[Exercise brief]: Extract the whole listing as it stands. Do not include the pictures.

[Recorded information]:
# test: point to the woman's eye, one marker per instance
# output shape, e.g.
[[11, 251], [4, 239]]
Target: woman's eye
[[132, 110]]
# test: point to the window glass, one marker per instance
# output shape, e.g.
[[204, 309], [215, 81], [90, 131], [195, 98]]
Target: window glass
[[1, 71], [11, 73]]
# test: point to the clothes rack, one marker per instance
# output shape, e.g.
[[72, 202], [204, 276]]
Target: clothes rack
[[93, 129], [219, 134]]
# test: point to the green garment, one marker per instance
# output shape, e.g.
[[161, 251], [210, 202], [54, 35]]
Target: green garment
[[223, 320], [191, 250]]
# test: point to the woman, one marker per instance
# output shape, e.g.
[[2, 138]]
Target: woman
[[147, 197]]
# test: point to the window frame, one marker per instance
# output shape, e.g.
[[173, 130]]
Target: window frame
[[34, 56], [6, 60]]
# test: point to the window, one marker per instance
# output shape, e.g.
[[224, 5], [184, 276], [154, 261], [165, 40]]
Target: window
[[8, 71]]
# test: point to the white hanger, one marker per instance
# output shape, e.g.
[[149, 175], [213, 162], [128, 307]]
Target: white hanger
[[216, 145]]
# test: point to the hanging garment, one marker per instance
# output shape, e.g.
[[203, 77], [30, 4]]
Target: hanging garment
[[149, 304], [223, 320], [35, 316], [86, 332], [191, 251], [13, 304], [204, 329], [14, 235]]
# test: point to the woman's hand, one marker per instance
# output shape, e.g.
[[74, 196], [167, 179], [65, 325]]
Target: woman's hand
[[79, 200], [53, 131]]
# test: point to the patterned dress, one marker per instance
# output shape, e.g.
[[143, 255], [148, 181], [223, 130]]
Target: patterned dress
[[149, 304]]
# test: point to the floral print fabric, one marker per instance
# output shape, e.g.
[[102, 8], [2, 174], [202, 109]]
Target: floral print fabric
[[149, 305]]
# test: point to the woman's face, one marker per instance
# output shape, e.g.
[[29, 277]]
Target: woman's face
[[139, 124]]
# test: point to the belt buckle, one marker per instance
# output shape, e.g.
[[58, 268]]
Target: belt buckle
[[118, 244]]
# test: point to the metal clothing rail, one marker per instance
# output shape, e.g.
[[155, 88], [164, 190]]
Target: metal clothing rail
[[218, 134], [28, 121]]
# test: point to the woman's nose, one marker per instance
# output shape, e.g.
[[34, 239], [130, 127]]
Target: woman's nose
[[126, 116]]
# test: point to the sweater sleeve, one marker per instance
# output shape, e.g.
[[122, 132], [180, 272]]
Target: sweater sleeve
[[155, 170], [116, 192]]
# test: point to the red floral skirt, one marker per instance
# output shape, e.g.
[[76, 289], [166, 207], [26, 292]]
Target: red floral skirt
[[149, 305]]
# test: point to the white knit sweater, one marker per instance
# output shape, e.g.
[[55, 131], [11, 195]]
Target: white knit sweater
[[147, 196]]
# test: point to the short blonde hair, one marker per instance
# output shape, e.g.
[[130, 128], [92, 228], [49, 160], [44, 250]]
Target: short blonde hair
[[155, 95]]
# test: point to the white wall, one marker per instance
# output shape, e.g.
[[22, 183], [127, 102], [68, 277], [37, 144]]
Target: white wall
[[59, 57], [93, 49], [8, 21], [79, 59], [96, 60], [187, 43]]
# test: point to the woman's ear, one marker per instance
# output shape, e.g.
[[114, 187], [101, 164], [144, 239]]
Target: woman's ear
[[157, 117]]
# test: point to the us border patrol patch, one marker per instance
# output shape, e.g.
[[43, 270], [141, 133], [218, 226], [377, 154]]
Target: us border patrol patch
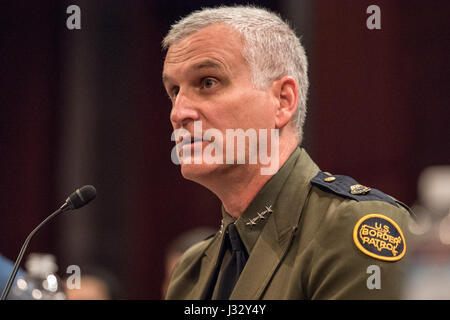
[[379, 237]]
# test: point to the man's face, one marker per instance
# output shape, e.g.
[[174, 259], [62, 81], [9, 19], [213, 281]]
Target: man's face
[[208, 80]]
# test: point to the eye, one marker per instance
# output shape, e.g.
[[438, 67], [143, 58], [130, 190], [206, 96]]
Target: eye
[[208, 83], [174, 91]]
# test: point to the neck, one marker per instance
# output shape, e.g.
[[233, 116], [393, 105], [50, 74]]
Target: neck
[[237, 187]]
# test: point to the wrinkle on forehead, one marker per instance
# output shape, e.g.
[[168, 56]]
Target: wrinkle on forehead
[[216, 42]]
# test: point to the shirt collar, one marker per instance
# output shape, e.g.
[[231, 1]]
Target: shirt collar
[[250, 224]]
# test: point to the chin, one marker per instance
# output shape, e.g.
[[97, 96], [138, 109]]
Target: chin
[[201, 173]]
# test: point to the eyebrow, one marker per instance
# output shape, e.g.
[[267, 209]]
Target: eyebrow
[[206, 64]]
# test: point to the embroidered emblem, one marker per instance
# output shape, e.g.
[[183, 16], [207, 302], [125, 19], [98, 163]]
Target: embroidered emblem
[[359, 189], [260, 216], [221, 227], [379, 237]]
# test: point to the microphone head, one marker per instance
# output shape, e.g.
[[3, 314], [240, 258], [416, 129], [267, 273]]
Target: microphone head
[[81, 197]]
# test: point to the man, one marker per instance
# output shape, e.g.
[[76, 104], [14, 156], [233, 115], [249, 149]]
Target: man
[[297, 233]]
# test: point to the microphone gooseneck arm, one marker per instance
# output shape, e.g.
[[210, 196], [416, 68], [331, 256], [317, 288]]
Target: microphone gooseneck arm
[[76, 200], [22, 252]]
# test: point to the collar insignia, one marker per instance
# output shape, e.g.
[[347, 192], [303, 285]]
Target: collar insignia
[[359, 189], [260, 216]]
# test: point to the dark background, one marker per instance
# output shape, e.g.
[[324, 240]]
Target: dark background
[[88, 107]]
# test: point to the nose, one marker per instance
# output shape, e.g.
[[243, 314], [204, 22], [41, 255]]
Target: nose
[[183, 110]]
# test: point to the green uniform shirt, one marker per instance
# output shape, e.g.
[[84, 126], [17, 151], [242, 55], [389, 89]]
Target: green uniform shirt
[[308, 236]]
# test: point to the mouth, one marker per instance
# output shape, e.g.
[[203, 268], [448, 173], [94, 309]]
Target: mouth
[[186, 141]]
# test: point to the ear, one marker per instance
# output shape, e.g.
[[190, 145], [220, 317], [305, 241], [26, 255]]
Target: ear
[[286, 93]]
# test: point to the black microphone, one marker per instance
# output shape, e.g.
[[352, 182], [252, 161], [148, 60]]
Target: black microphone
[[76, 200]]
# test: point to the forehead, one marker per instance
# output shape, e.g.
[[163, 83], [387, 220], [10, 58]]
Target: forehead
[[216, 43]]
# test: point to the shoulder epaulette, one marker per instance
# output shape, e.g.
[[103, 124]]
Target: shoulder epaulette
[[348, 187]]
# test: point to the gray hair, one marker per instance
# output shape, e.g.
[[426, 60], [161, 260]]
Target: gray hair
[[271, 48]]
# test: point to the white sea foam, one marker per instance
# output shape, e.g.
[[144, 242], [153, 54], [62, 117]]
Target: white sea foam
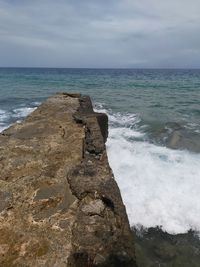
[[159, 186]]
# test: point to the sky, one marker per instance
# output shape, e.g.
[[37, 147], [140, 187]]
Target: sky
[[100, 33]]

[Written solution]:
# test: point to the woman's eye, one marker per instance
# output shape, e.g.
[[11, 251], [4, 239]]
Target: woman's eye
[[132, 110]]
# test: point to the window glass, one marker per instance
# output shape, e.g.
[[204, 309], [215, 81], [90, 131], [195, 98]]
Target: window glass
[[1, 71], [11, 73]]
# test: point to the clothes rack, one marker per instance
# output shape, e.g.
[[72, 202], [204, 276]]
Target: clothes rack
[[93, 129], [219, 134]]
# test: point to the green garment, one marker per instance
# output shape, e.g.
[[161, 251], [210, 202], [54, 35]]
Target: green garment
[[223, 320], [191, 250]]
# test: point to the woman, one marker per instance
# output shape, e.g.
[[2, 138]]
Target: woman
[[147, 197]]
# test: point to the window frame, one marker per instance
# output shape, e.g.
[[173, 130]]
Target: window frame
[[34, 56], [6, 60]]
# test: point to the window, one marker per instance
# output shape, e.g.
[[224, 5], [184, 276], [154, 261], [165, 40]]
Target: window
[[8, 71]]
# test: point to the white hanger, one marker per instance
# output shape, e.g.
[[149, 175], [213, 162], [128, 307]]
Target: white hanger
[[216, 145]]
# test: point to the hanging garment, one marker per instance
# output shape, e.g.
[[203, 77], [30, 4]]
Target: hanging garment
[[149, 304], [223, 320], [35, 316], [86, 332], [191, 251], [13, 304], [204, 329], [14, 235]]
# test: point to the woman's hand, one marker per instance
# output shape, e.g.
[[74, 196], [167, 179], [65, 325]]
Target: woman's hand
[[79, 200], [53, 131]]
# test: point to the patterned dress, one marker per instance
# output shape, e.g.
[[143, 255], [148, 181], [223, 130]]
Target: patterned dress
[[149, 304]]
# test: point to the floral print fabric, one marker per instance
# output shape, e.g.
[[102, 8], [2, 174], [202, 109]]
Target: floral print fabric
[[149, 305]]
# test: point to the woman's face, one marker per instance
# output shape, e.g.
[[29, 277]]
Target: woman's face
[[139, 124]]
# test: point to the belt buckle, one marker per instance
# output shape, e.g.
[[58, 268]]
Target: belt buckle
[[118, 244]]
# test: point to the metal clothing rail, one marker per instance
# output shape, e.g.
[[155, 88], [164, 190]]
Target: metal clothing rail
[[218, 134], [28, 121]]
# test: point to the woman's nose, one marker per instance
# output shape, e.g.
[[34, 239], [130, 127]]
Target: woman's nose
[[126, 116]]
# test: point to the sweater sleeve, one marker per instance
# output shape, e.g.
[[122, 132], [180, 272]]
Target: sweater sleeve
[[155, 170], [116, 192]]
# test: point to the red floral skirt, one marker per instance
# output shape, e.g.
[[76, 289], [166, 207], [26, 292]]
Target: red floral skirt
[[149, 305]]
# test: point to the white knit sweater, one marker per instance
# output shape, e.g.
[[55, 131], [11, 195]]
Target: white knit sweater
[[147, 196]]
# test: point to the short blonde hair, one marker per instance
# output shape, e.g.
[[130, 128], [92, 228], [49, 160], [44, 250]]
Target: short blonde hair
[[155, 95]]
# test: point to the white wall, one marker per instance
# output shape, e.g.
[[22, 183], [127, 102], [68, 277], [37, 144]]
Target: white wall
[[59, 57], [93, 49], [8, 21], [79, 59], [96, 60], [187, 43]]
# test: point to the woman's ear, one marker per instance
# output shape, e.g.
[[114, 187], [101, 164], [144, 239]]
Target: woman's ear
[[157, 117]]
# test: point to the us border patrol patch, one marker per instance
# output shape, e.g.
[[43, 270], [141, 133], [218, 226], [377, 154]]
Target: us border patrol patch
[[379, 237]]
# test: point to the man's face, one marker per instance
# output shape, e.g.
[[174, 259], [62, 81], [9, 19], [213, 281]]
Target: man's face
[[208, 80]]
# test: point to the eye, one marker per instance
# output shape, e.g.
[[438, 67], [143, 58], [130, 190], [206, 96]]
Target: eye
[[208, 83], [174, 91]]
# test: point to the neck, one marker per instance
# output shape, e.g.
[[233, 116], [393, 105], [50, 74]]
Target: neck
[[237, 187]]
# test: point to the wrinkle on forehead, one marker per instance
# output shape, e.g.
[[168, 56]]
Target: wrinkle on forehead
[[216, 42]]
# test: point to the shirt collar, one marker per instance
# output shape, e.g.
[[231, 1]]
Target: shirt collar
[[250, 224]]
# test: point to the chin, one marker per instance
# output shape, e.g.
[[97, 96], [138, 109]]
Target: chin
[[201, 173]]
# test: point to the eyebrow, one marker per instance
# output shape, e.g.
[[267, 209]]
Target: eyebrow
[[206, 64]]
# test: point to the embroidered emblem, one marker per instance
# output shape, e.g.
[[183, 16], [207, 302], [125, 19], [98, 163]]
Target: embroidered emblem
[[359, 189], [260, 216], [221, 227], [379, 237]]
# test: point to the microphone head, one marker per instance
# output shape, e.g.
[[3, 314], [240, 258], [416, 129], [267, 273]]
Target: microphone head
[[81, 197]]
# test: point to the man, one marker per instance
# output shape, e.g.
[[76, 104], [14, 156], [233, 115], [249, 149]]
Target: man
[[297, 233]]
# test: point to the microphone gooseneck arm, one marker per instance
# output shape, e.g.
[[210, 196], [416, 68], [331, 256], [317, 288]]
Target: microphone gooseneck arm
[[76, 200], [22, 252]]
# test: point to the collar insignia, one marker per instance
# output shape, e.g.
[[347, 192], [303, 285]]
Target: collar insignia
[[359, 189], [260, 216]]
# test: point to the dark background, one marker per instance
# output shape, e.g.
[[324, 240]]
Target: dark background
[[88, 107]]
# test: point to the nose, one marker per instance
# output shape, e.g.
[[243, 314], [204, 22], [41, 255]]
Target: nose
[[183, 110]]
# test: point to the green uniform shirt, one marker per instance
# output shape, e.g.
[[84, 126], [17, 151], [242, 55], [389, 89]]
Target: green uniform shirt
[[308, 236]]
# test: point to the mouth, one marker per instance
# output shape, e.g.
[[203, 268], [448, 173], [94, 309]]
Target: mouth
[[186, 141]]
# test: point to the ear, one marker per instance
# output shape, e.g.
[[190, 145], [220, 317], [305, 241], [26, 255]]
Target: ear
[[286, 93]]
# test: point to the black microphone, one marker per instance
# output shape, e.g.
[[352, 182], [252, 161], [148, 60]]
Target: black microphone
[[76, 200]]
# test: point to the forehead, one marker per instance
# output shape, e.g.
[[163, 83], [387, 220], [10, 58]]
Target: forehead
[[216, 43]]
# test: point to the shoulder epaulette, one marker per instance
# output shape, e.g.
[[103, 124]]
Target: shoulder epaulette
[[348, 187]]
# test: point to the gray hair, one marker per instance
# output shape, e.g.
[[426, 60], [161, 260]]
Target: gray hair
[[271, 48]]
# test: point to the white sea foam, one marker per instance
# output shape, e.g.
[[144, 242], [153, 54], [62, 117]]
Target: white sea foam
[[159, 186]]
# test: point to the sky, one marker per instance
# output shape, e.g.
[[37, 147], [140, 187]]
Target: sky
[[100, 33]]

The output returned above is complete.